**DIRECTIONS**
Copy the lines of the material below without any change, starting at the line that contains "Where can the beaded" and ending at the line that contains "x=441, y=224", both of those included.

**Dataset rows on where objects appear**

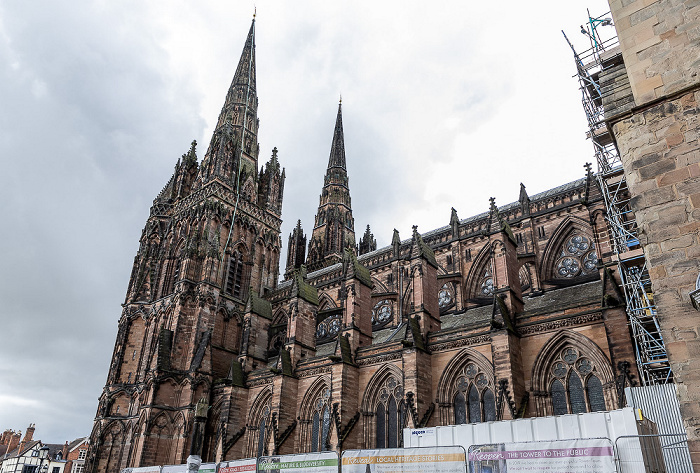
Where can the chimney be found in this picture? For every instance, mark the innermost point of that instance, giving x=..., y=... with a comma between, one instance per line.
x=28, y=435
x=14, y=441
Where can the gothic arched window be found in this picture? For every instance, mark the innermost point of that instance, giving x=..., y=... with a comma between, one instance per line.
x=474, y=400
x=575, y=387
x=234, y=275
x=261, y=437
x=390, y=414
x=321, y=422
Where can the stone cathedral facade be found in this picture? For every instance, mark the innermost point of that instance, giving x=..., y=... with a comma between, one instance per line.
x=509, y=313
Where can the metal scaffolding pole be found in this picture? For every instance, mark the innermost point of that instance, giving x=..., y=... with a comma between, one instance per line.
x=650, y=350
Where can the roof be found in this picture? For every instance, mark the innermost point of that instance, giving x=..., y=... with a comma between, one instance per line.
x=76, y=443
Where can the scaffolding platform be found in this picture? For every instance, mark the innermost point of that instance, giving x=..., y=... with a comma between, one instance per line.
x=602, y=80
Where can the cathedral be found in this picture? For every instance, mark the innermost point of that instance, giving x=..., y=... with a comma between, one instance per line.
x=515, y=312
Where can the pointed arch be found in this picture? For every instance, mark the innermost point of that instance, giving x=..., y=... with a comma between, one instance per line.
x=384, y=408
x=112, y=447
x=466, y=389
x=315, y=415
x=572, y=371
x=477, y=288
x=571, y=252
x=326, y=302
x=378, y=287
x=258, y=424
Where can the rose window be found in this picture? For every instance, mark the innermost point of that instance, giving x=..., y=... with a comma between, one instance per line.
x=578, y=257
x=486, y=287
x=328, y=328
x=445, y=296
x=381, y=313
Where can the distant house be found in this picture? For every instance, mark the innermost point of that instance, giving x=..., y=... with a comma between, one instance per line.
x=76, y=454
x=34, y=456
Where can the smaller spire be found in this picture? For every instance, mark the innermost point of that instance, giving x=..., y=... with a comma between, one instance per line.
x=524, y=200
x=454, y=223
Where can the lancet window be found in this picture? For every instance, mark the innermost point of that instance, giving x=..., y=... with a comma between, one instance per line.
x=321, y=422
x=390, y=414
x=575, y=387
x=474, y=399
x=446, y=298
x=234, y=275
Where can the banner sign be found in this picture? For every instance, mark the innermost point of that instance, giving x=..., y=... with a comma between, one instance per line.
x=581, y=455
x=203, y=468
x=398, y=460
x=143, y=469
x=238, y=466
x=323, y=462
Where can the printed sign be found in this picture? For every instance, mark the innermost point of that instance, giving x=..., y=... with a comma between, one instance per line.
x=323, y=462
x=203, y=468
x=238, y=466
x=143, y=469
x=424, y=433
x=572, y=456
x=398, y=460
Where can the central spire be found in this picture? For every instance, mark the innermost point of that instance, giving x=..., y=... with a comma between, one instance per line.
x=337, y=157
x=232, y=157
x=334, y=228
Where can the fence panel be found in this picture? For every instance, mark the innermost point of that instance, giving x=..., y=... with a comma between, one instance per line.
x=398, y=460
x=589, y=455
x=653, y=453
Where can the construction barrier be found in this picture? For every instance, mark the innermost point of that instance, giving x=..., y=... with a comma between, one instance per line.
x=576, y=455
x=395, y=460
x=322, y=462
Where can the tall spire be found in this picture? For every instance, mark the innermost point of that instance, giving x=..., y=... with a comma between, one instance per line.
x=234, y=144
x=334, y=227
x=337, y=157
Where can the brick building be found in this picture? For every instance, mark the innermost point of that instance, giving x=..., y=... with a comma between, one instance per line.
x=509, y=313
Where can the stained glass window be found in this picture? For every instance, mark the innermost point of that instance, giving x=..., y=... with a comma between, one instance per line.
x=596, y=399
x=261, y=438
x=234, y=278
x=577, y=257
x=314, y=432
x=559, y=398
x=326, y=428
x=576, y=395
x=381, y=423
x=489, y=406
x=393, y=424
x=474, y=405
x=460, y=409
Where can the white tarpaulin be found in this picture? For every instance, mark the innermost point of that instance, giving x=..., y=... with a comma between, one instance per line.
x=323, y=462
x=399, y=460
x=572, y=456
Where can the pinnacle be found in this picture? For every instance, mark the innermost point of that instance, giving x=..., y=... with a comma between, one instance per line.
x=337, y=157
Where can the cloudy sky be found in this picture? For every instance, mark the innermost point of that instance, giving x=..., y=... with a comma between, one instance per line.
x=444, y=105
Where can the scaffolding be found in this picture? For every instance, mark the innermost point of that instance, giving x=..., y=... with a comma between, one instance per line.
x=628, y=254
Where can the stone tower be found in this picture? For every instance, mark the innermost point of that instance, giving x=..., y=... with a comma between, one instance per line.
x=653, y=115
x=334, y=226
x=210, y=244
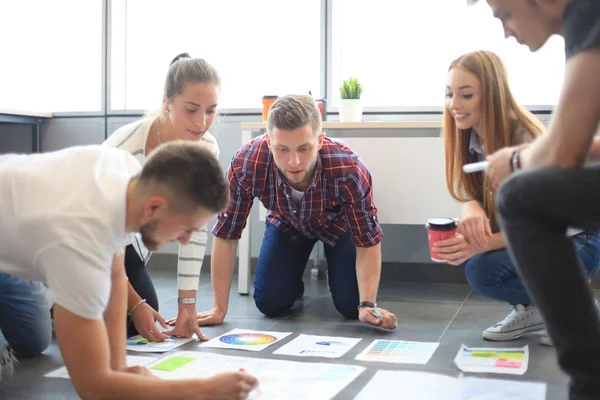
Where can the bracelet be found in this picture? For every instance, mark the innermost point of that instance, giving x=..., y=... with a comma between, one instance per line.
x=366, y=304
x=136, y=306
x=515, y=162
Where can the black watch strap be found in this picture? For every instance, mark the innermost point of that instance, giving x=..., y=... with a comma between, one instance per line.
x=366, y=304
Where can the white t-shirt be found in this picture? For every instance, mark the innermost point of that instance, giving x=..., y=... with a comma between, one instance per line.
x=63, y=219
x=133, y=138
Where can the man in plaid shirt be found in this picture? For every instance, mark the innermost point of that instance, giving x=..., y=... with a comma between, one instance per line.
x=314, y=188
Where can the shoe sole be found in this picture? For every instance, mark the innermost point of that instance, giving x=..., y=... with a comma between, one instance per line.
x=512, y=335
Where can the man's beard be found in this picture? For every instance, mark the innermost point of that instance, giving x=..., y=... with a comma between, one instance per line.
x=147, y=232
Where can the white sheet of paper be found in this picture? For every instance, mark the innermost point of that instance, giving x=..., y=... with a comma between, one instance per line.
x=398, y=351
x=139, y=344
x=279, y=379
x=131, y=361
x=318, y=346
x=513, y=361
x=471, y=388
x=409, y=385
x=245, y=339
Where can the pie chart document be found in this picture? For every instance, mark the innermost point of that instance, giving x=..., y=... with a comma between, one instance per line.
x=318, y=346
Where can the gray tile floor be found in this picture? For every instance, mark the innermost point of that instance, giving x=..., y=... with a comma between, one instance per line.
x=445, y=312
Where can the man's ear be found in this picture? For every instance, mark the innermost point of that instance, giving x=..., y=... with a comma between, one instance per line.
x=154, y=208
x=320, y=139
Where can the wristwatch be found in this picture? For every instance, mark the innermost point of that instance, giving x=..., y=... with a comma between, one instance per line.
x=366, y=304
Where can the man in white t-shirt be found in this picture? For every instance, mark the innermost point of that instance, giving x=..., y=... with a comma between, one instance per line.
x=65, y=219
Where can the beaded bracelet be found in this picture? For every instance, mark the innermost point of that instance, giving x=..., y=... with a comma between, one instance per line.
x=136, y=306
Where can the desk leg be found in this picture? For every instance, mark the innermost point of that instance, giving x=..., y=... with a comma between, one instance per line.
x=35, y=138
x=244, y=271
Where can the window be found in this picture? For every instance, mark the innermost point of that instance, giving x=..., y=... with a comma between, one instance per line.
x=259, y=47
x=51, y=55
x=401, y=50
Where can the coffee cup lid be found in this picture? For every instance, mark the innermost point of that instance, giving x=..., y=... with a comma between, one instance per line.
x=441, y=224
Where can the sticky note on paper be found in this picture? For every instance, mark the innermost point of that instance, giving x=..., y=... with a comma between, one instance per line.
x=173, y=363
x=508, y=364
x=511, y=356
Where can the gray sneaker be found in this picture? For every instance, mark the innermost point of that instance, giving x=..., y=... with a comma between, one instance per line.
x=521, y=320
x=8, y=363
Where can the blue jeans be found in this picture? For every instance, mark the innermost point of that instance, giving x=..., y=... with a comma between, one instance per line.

---

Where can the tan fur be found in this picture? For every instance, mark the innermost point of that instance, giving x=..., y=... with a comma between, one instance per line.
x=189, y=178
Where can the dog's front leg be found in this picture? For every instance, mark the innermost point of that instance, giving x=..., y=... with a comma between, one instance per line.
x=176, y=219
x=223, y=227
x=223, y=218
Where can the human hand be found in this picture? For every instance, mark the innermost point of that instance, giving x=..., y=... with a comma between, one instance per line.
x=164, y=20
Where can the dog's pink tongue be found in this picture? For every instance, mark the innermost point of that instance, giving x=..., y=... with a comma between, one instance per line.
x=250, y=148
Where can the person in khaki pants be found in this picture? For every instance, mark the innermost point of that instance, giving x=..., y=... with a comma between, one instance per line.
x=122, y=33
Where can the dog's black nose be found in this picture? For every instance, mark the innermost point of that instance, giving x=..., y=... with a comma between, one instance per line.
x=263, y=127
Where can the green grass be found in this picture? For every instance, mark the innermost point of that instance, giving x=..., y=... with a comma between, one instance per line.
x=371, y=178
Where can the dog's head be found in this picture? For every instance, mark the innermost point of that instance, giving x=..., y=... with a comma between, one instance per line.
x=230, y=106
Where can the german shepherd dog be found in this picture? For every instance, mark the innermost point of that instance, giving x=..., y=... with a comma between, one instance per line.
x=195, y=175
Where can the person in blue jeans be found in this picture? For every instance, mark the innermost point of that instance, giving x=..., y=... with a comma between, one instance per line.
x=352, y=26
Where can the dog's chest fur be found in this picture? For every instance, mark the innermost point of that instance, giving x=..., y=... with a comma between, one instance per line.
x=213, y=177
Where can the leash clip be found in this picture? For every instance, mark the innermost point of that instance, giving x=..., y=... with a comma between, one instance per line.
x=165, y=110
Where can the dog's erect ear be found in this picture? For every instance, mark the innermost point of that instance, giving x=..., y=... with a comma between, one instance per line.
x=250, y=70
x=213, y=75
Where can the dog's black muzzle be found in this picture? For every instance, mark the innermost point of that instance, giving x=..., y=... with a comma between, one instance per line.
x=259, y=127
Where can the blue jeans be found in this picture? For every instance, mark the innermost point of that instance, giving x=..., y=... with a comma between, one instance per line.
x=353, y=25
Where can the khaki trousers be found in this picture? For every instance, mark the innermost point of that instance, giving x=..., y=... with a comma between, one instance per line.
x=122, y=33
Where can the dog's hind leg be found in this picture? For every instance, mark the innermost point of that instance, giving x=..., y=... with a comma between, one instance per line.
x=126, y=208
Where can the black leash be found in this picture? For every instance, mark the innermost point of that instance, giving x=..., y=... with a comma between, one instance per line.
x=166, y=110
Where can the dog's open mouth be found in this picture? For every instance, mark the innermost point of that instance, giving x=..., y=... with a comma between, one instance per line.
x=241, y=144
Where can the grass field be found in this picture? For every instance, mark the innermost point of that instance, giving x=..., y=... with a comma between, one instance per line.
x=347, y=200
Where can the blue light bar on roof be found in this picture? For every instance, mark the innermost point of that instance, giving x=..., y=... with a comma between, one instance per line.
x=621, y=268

**TASK RESPONSE**
Where can the beaded bracelet be found in this picture? For every instance, mark the innermost point of that instance, giving x=..., y=... with a comma between, one instance per line.
x=136, y=306
Where can the desk leg be found in this picture? For every instance, mark the innermost point of that instance, giving x=..., y=... with a comma between, one instance per line.
x=35, y=138
x=244, y=271
Where can the window be found in this picture? For every instance, mark the innermost point of that instance, giving x=..., y=... with a comma between, one instance per line.
x=259, y=47
x=51, y=55
x=401, y=50
Where can the coffee cup lid be found in this picture? For every instance, mark the innermost point of that instance, giving x=..., y=... with a comma between, one instance per line.
x=441, y=224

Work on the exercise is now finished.